▶ _Task input_:
= = =

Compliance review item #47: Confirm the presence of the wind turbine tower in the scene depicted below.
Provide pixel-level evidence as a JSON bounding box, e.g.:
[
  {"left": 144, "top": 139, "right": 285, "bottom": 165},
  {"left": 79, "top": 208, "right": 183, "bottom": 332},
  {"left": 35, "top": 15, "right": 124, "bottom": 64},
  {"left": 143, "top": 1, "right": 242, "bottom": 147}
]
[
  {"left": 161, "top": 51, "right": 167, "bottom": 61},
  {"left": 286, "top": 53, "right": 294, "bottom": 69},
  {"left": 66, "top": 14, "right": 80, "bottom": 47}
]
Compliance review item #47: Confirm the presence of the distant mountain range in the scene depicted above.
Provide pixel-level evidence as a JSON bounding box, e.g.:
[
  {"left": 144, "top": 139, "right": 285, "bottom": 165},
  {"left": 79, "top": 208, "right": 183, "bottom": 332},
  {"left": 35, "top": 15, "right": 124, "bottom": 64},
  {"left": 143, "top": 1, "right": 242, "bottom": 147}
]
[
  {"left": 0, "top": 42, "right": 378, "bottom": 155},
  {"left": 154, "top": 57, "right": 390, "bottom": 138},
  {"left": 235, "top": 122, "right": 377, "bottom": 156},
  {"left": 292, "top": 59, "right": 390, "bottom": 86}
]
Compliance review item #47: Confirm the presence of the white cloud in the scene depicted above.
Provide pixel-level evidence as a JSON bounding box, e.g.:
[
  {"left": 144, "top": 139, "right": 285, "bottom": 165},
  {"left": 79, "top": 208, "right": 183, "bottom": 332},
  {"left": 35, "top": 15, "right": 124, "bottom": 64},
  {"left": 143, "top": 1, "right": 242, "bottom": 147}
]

= = =

▶ _Written problem_: Quote all of the entries above word for word, from the first line to the last.

▶ _Task answer_:
Compliance review item #47: Confirm the presence of the wind turbine tower in the scene depicted below.
Provide pixel-level evidence as a JSON bounding box, e.g.:
[
  {"left": 144, "top": 139, "right": 285, "bottom": 165},
  {"left": 79, "top": 208, "right": 183, "bottom": 332},
  {"left": 35, "top": 15, "right": 124, "bottom": 64},
  {"left": 143, "top": 1, "right": 242, "bottom": 147}
]
[
  {"left": 161, "top": 51, "right": 167, "bottom": 61},
  {"left": 286, "top": 53, "right": 294, "bottom": 69},
  {"left": 66, "top": 14, "right": 80, "bottom": 47}
]
Compliance review item #47: Confirm the presence of the distant mountain range in the scene depicted above.
Provide pixel-level evidence as a JSON bounding box, e.g.:
[
  {"left": 144, "top": 139, "right": 285, "bottom": 165},
  {"left": 79, "top": 208, "right": 183, "bottom": 332},
  {"left": 35, "top": 15, "right": 124, "bottom": 64},
  {"left": 143, "top": 1, "right": 242, "bottom": 147}
]
[
  {"left": 0, "top": 42, "right": 378, "bottom": 155},
  {"left": 154, "top": 57, "right": 390, "bottom": 138},
  {"left": 235, "top": 122, "right": 377, "bottom": 156},
  {"left": 292, "top": 59, "right": 390, "bottom": 86}
]
Compliance review item #47: Confirm the presence of the white cloud in the scene depicted above.
Provide pixel-level evidence as a JSON bounding box, e.g.:
[
  {"left": 144, "top": 139, "right": 285, "bottom": 165},
  {"left": 79, "top": 208, "right": 183, "bottom": 332},
  {"left": 35, "top": 15, "right": 124, "bottom": 64},
  {"left": 143, "top": 1, "right": 242, "bottom": 147}
]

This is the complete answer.